TASK INPUT -

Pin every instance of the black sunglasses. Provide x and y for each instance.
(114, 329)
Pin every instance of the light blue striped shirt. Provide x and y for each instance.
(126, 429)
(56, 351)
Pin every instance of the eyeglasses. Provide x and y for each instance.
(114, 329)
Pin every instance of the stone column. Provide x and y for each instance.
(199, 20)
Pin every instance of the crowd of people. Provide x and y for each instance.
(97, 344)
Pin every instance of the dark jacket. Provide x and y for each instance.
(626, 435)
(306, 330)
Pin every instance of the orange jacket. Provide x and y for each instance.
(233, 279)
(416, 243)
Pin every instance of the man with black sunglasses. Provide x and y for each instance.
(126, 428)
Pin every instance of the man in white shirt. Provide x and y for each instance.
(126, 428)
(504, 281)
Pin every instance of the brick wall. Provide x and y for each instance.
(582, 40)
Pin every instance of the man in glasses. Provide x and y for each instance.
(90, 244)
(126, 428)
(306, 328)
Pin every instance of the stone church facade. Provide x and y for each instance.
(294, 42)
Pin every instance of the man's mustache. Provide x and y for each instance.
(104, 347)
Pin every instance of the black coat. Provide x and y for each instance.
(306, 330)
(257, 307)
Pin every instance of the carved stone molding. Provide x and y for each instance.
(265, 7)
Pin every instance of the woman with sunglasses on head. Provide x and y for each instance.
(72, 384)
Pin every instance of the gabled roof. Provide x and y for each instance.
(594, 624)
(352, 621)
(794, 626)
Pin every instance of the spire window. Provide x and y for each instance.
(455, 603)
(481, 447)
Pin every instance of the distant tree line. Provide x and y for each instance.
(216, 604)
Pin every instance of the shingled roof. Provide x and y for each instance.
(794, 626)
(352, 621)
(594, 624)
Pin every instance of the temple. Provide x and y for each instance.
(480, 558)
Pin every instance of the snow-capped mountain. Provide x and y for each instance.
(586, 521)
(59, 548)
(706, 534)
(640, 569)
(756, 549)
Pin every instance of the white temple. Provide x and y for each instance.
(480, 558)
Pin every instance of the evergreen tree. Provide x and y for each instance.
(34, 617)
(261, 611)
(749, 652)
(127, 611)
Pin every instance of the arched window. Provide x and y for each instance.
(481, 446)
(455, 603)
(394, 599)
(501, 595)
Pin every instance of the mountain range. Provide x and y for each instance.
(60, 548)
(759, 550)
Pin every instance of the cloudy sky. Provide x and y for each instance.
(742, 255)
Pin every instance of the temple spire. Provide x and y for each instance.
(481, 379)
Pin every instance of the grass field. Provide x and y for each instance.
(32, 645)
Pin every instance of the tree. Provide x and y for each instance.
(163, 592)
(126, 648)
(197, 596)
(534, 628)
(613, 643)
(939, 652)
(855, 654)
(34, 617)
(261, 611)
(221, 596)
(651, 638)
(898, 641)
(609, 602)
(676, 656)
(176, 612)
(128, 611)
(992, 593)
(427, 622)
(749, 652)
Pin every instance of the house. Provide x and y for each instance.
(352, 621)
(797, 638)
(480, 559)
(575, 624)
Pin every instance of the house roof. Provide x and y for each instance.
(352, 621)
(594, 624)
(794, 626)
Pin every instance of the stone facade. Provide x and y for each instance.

THE EXERCISE - Rewrite all the records above, swapping "Pin every instance" for "Mark each occurrence" and leaving everything else as it is.

SOLUTION TO THIS EXERCISE -
Mark each occurrence of the black sunglasses. Provide x and y for each instance.
(114, 329)
Mark each occurrence of the light blue striped shirt. Provide x and y for each instance.
(126, 429)
(56, 351)
Mark each occurrence of the eyeglasses. Provide x and y for each instance.
(114, 329)
Mark each occurrence of the stone column. Provide x and y for each instance.
(199, 20)
Mark each occurrence of the crowd of people. Provide x and y for each instance.
(97, 344)
Mark each occurrence of the dark jacket. Provide x and y for each instance.
(626, 435)
(306, 330)
Mark each occurrence of the orange jacket. Provide x and y for each instance.
(233, 279)
(416, 243)
Mark each occurrence of the man with black sunglasses. Provide x and y for each instance.
(126, 428)
Mark each occurrence of the man in white shirt. Provide x and y for each instance.
(126, 428)
(504, 281)
Mark each occurrence of the brick wall. Provide x and y for each instance.
(582, 40)
Mark each occurrence of the man in glasses. Provide x and y for each instance.
(90, 244)
(126, 428)
(306, 328)
Mark each occurrence of the stone church facade. Provide x and y for each instance.
(294, 42)
Mark each occurrence of the man's mustache. Provide x and y for each instance.
(104, 347)
Mark each occurrence of the black coat. Provide x and y for each instance.
(306, 330)
(257, 307)
Mark each occurrence of the carved stone molding. Provide x and y for each instance.
(265, 7)
Mark each occurrence of the woman with sunglasses on head. Provide x and y for each instance.
(72, 384)
Mark each occurrence of the gabled roof. Provide x and y for each instance.
(594, 624)
(352, 621)
(794, 626)
Mark each occurrence of the spire window. Provide x and y for each instance.
(455, 603)
(481, 447)
Mark each occurrence of the distant tree line. Provide x and y for each instance.
(216, 604)
Mark each occurrence of the shingled roof. Provide x and y for each instance.
(794, 626)
(352, 621)
(594, 624)
Mark each occurrence of the temple. Provide x and y for each instance.
(480, 558)
Mark each occurrence of the snow-capped mountain. Provide x and y for each instance.
(586, 521)
(59, 548)
(706, 534)
(640, 569)
(756, 549)
Mark each occurrence of the white temple. Provide x and y for each instance.
(480, 558)
Mark each occurrence of the evergreen tree. Provide x and y for each instance.
(34, 617)
(261, 611)
(749, 652)
(127, 611)
Mark each occurrence of the arched window. Provide x and y for each instance.
(481, 446)
(455, 603)
(394, 599)
(501, 595)
Mark each occurrence of the mountain range. Provide x and y for each instance.
(60, 548)
(759, 550)
Mark each occurrence of the cloudy sky. Provide x and y for each instance.
(742, 255)
Mark each occurrence of the temple spire. Provide x and y for each instance.
(481, 379)
Mark each occurrence of the grass field. Provide x and y for each instance.
(32, 645)
Mark each occurrence of the tree. Provide x and y for each instance.
(163, 592)
(126, 648)
(197, 596)
(534, 628)
(613, 643)
(939, 652)
(855, 654)
(34, 617)
(261, 611)
(221, 596)
(651, 638)
(898, 641)
(609, 602)
(676, 656)
(176, 612)
(128, 611)
(992, 593)
(427, 622)
(749, 652)
Mark each occurrence of the house. Provide x and y for each instance.
(352, 621)
(797, 638)
(480, 559)
(575, 624)
Mark each occurrence of the house roof. Provide x and y for each instance.
(352, 621)
(594, 624)
(794, 626)
Mark each occurrence of the stone facade. Provide x and y for each instance.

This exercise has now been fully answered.